Stated problem: The drowsiness detection model card below describes how the training data was preprocessed. List each preprocessing step applied to the training images.

Architecture: Standard VGG16 architecture with the final fully connected layer replaced by a single output unit for binary classification.
Input: 224x224 RGB images (Normalized using ImageNet stats).
Output: Single logit predicting drowsiness.
Framework: PyTorch.

Intended Use

Detecting drowsiness from facial images. Leverages transfer learning for potentially better feature extraction and generalization compared to the custom CNN. Good performance on the test set.

Training Data

Dataset: Drowsy Detection Dataset (Kaggle Link)
Classes: DROWSY, NATURAL.
Size: 5,859 training images.
Preprocessing: Resize (224x224), RandomHorizontalFlip, ToTensor, Normalize (ImageNet mean/std).

Evaluation Data

Dataset: Test split of the Drowsy Detection Dataset.
Size: 1,483 testing images.
Preprocessing: Resize (224x224), ToTensor, Normalize (ImageNet mean/std).

Quantitative Analyses

Training Performance: Accuracy: 96.69%, Loss: 0.1067
Evaluation Performance: Accuracy: 97.51%, Loss: 0.1033
Metrics: Accuracy, BCEWithLogitsLoss.

Limitations and Ethical Considerations

Model Size: VGG16 is relatively large, potentially impacting inference speed and deployment on resource-constrained devices.
Bias: Potential biases inherited from ImageNet pre-training and the fine-tuning dataset (demographics, lighting, etc.).
Misuse Potential: Same as the base model.

Model Card: Facial Drowsiness Detection - Fine-tuned ResNet18

Model File: trained_model_weights_RESNET18_DATASET1.pth

Model Details

Description: A ResNet18 model, pre-trained on ImageNet, fine-tuned for binary classification of facial images ('Drowsy' vs 'Natural') on Dataset 1.
Architecture: Standard ResNet18 architecture with the final fully connected layer replaced by a single output unit.
Input: 224x224 RGB images (Normalized using ImageNet stats).
Output: Single logit predicting drowsiness.
Framework: PyTorch.

Intended Use

Detecting drowsiness from facial images using transfer learning. Offers a balance between performance and model size compared to VGG16.

Given material:
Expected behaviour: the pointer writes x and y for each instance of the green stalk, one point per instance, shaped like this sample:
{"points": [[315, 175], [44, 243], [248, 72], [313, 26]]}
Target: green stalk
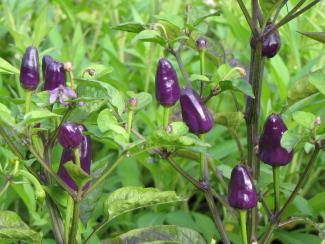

The response:
- Resize (224x224)
- RandomHorizontalFlip
- ToTensor
- Normalize (ImageNet mean/std)